WRITTEN EXERCISE 1:
Answer these questions from the informatics course text, one answer per line, marked like the questions.
(a) What is the last objective listed for the course?
(b) Which term does the informatics course text call a virtual synonym for "ethnography"?
(c) In which field does ethnography have its deepest history?
WRITTEN EXERCISE 2: Write a continuation of the informatics course text, picking up right after its final sentence.

>> begin READING TEXT

I 501—Intro to Informatics

 

Objectives:

To foster a deep appreciation of the diverse traditions out of which Informatics research comes;

To encourage students to approach informatics research in a truly multidisciplinary manner; and

To make them more effective consumers of Informatics research.

 

On the general informatics track:

On the Science Informatics track

On the Ethnography Track:

            “Ethnography” refers to a social science way of knowing that stresses long-term, in situ fieldwork.  “Participant observation” is a virtual synonym.  Ethnography has its deepest history in social/cultural anthropology, but a version of it developed early on in sociology and spread to other social science and humanities fields.  Because “ethnography” literally means “a picture of a people,” the term is also often used to refer to the representations—e.g., a monograph (book) or film—typically produced by the ethnographer.

Ethnography is of interest to the professional Informatician (Informatologist?) for several reasons.  One is the growing influence of the body of research produced by professional ethnographers of information and of automated information technologies (AITs) in use.  This research, which grows out of deep methodological traditions in anthropology and other social sciences, has complexified notions of what information is, what is involved in the development of systems to support its production, transmission, and manipulation, and what it takes to get people to use AITs effectively.

>> end READING TEXT
>> begin EXTRACTED DATA

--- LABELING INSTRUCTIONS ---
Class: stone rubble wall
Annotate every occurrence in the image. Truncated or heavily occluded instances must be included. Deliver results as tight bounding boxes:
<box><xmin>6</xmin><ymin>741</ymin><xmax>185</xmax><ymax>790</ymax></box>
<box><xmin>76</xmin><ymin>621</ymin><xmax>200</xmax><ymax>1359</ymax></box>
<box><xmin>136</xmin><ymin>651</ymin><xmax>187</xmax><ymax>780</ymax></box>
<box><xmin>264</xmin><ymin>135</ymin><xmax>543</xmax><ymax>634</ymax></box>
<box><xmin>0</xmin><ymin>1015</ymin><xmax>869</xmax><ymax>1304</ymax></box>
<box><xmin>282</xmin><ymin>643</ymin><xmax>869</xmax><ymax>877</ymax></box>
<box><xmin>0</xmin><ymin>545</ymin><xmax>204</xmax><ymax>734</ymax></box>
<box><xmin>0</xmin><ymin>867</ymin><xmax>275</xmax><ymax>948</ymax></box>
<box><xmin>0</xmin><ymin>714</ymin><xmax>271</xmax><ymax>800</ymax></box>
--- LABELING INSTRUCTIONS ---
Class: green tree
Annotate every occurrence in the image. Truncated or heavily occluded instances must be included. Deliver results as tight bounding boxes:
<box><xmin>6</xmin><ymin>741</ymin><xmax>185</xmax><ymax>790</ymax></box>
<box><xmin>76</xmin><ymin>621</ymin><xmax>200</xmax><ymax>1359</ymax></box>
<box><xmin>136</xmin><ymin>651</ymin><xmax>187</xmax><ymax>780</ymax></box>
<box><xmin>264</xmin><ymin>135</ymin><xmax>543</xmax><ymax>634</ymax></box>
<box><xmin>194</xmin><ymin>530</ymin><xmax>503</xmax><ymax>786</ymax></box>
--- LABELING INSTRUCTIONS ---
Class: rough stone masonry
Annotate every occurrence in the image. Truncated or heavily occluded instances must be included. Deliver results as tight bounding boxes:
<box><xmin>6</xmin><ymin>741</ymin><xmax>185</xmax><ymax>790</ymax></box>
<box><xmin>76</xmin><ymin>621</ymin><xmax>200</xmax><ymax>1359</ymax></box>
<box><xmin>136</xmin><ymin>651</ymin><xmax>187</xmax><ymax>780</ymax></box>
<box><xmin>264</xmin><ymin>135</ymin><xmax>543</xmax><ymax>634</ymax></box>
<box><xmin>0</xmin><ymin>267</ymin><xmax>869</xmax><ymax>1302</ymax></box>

>> end EXTRACTED DATA
>> begin EXTRACTED DATA

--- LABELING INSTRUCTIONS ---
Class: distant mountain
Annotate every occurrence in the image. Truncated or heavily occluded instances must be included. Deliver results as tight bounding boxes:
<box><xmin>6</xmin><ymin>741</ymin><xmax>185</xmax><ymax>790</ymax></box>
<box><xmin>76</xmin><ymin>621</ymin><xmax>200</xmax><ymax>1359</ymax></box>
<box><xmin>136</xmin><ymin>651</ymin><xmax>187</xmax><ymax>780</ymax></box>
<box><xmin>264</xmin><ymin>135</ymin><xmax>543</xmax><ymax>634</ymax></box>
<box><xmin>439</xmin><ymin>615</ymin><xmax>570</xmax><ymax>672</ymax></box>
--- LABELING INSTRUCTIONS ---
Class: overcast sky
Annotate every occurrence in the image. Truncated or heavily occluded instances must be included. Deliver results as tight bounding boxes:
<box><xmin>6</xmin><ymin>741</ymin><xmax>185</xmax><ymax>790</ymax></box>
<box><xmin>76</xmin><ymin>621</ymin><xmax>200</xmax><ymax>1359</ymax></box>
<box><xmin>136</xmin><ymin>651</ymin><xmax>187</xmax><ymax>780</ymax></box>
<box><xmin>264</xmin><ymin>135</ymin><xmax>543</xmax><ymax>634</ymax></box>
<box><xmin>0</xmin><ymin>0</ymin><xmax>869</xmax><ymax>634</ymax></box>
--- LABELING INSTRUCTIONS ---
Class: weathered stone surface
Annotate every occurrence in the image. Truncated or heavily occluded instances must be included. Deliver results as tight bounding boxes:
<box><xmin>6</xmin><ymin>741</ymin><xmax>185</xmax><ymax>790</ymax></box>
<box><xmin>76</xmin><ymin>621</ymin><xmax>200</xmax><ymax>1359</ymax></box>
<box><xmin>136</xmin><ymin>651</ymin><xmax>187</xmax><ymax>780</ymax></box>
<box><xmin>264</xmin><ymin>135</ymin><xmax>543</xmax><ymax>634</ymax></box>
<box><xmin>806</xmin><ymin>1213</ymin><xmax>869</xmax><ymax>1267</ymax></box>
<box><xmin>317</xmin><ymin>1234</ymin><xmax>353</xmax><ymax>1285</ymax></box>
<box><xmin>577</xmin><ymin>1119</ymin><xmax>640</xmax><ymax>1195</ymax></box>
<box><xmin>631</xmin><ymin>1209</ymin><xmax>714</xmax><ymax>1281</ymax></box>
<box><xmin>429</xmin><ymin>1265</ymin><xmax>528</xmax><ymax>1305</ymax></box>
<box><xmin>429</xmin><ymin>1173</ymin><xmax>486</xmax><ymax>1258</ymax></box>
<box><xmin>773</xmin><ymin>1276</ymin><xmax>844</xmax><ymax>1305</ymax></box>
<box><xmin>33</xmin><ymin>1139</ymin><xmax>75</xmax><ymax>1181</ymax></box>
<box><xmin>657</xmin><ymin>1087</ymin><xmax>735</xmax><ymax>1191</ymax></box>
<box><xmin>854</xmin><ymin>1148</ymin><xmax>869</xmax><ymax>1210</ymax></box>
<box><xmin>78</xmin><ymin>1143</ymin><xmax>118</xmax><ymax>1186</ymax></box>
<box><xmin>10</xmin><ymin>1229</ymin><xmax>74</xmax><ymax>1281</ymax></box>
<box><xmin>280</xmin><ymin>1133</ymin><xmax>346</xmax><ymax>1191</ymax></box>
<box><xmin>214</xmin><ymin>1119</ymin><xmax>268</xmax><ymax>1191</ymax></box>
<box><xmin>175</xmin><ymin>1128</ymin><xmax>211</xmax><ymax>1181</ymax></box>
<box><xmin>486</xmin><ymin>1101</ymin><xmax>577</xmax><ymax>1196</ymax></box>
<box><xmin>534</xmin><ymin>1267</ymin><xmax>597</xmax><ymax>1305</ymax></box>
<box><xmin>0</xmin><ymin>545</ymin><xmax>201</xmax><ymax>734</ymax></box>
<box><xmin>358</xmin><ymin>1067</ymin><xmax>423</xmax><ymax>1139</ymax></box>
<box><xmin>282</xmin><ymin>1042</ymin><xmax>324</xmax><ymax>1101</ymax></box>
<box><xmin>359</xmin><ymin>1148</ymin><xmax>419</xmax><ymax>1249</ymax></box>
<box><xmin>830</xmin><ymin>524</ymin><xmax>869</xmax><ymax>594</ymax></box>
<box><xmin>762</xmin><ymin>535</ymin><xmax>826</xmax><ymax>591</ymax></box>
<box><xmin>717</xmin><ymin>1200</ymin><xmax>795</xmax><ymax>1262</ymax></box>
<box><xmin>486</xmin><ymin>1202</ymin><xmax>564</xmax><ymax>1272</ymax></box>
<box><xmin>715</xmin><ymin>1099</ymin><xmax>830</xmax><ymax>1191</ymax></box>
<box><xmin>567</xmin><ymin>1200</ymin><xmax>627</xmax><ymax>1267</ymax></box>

>> end EXTRACTED DATA
>> begin EXTRACTED DATA

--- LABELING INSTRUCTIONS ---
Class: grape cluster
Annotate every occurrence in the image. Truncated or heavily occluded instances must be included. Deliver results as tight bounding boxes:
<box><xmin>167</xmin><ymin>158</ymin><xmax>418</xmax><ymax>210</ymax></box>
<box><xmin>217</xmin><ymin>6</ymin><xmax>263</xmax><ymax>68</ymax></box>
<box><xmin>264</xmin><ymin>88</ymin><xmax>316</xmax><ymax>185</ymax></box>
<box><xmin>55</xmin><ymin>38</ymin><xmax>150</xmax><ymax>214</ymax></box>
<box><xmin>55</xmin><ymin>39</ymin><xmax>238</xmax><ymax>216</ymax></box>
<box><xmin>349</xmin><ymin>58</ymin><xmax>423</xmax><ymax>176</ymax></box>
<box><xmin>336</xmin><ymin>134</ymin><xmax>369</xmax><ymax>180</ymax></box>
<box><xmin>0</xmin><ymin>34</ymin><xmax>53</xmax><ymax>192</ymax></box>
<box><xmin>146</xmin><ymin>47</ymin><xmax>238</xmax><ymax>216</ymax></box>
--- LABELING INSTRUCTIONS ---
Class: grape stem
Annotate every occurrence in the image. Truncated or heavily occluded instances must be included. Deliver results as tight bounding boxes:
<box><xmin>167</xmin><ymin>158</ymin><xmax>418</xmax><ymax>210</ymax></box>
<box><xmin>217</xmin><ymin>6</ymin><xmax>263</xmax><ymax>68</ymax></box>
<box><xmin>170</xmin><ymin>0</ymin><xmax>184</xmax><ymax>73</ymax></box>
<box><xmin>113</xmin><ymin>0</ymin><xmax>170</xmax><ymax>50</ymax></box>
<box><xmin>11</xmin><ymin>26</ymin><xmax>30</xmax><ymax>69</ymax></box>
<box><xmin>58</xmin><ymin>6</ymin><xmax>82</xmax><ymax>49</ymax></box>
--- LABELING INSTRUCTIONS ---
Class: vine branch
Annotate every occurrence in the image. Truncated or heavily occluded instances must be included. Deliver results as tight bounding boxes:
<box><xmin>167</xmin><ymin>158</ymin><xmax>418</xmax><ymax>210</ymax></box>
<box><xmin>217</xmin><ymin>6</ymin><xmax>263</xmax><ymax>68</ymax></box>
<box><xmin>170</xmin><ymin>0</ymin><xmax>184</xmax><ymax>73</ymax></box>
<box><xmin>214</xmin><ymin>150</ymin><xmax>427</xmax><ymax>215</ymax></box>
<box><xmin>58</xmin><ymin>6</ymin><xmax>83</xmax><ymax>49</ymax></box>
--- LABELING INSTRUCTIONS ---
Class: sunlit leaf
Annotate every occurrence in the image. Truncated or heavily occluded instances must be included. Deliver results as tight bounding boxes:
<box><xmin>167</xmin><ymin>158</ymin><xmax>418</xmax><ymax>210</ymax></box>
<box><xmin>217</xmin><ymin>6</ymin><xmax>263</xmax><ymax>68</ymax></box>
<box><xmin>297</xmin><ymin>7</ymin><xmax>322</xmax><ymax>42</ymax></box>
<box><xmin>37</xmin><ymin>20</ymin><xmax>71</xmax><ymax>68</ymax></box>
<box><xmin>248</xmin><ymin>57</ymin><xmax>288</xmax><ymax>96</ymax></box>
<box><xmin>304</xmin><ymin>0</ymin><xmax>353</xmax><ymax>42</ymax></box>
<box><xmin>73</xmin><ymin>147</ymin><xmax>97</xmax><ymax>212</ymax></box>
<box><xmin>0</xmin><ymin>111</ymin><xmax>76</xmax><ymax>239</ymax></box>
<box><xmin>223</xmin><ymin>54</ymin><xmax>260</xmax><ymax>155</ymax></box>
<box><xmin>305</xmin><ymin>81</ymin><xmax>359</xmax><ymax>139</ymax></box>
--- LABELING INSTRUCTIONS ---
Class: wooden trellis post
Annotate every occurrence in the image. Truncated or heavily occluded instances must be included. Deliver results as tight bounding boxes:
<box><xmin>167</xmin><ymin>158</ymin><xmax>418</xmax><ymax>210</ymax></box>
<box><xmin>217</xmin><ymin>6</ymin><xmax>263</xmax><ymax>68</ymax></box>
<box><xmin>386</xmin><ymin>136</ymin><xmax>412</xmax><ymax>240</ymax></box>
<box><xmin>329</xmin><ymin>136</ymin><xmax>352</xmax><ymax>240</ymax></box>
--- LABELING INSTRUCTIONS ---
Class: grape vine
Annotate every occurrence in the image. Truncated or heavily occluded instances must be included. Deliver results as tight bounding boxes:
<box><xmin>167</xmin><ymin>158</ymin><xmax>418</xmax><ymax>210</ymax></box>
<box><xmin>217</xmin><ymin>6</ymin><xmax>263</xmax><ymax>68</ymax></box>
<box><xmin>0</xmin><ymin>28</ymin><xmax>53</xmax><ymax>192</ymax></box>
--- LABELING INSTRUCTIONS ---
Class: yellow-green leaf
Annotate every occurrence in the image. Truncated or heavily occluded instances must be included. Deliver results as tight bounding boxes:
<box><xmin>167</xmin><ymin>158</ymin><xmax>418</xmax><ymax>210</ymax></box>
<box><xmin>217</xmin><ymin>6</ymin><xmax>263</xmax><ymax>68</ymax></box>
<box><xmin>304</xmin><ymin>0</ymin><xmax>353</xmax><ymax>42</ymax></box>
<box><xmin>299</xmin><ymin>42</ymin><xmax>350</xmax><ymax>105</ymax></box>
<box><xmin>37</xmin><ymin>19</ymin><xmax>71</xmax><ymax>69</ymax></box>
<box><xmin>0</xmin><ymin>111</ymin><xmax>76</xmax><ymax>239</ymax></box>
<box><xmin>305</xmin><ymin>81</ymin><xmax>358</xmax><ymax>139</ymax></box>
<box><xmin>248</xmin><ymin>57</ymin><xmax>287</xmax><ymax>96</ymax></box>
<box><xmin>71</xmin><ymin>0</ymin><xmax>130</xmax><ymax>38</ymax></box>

>> end EXTRACTED DATA

EXERCISE RESULT 1:
(a) To make students more effective consumers of Informatics research.
(b) "Participant observation."
(c) Social/cultural anthropology.

EXERCISE RESULT 2:
            A second reason why Informaticists are interested in ethnography is the cachet that the term has recently acquired as a marker for a whole range of alternative approaches.  In addition to its long role in the study of culture, one can find ethnographic approaches to marketing and design as well as to research.  What these appropriations of the ethnographic gaze tend to share is a frustration with formalist, quantitative approaches dominant in fields which spin out from or assert the paternity of technoscience.  “Ethnography” is a banner under which they choose to march, but the diversity of their approaches makes it look very much like a mere flag of convenience.

            For the Informist, ethnography can be both exciting, a license to think about information and AITs in many new ways, but it can also be alternately diaphanous and opaque in its knowledge claims.  In this section of the course, we concentrate on thinking of ethnography as a way of knowing, what philosophers call an epistemology.  While I will ask you to do some of the things that typically go into ethnography, I am not training you to become ethnographers of Information.  Both insufficient time and the bureaucracy of informed consent prevent this.

            Rather, my aim is to help you to be better consumers of ethnography of information; that is, both better users of existing E of I and increasingly sophisticated demanders of ethnographic research.  I do this by brining into dialogue two recent texts.  Diana Forsythe’s Studying Those Who Study Us is an important articulation of the fulsome ethnography of information being done in social science, a good example for informatists who wish to sink to engage with this perspective.  Brenda Laural’s Design Research reflects in many ways the diverse trends in HCID that make extensive use of the ethnographic gaze.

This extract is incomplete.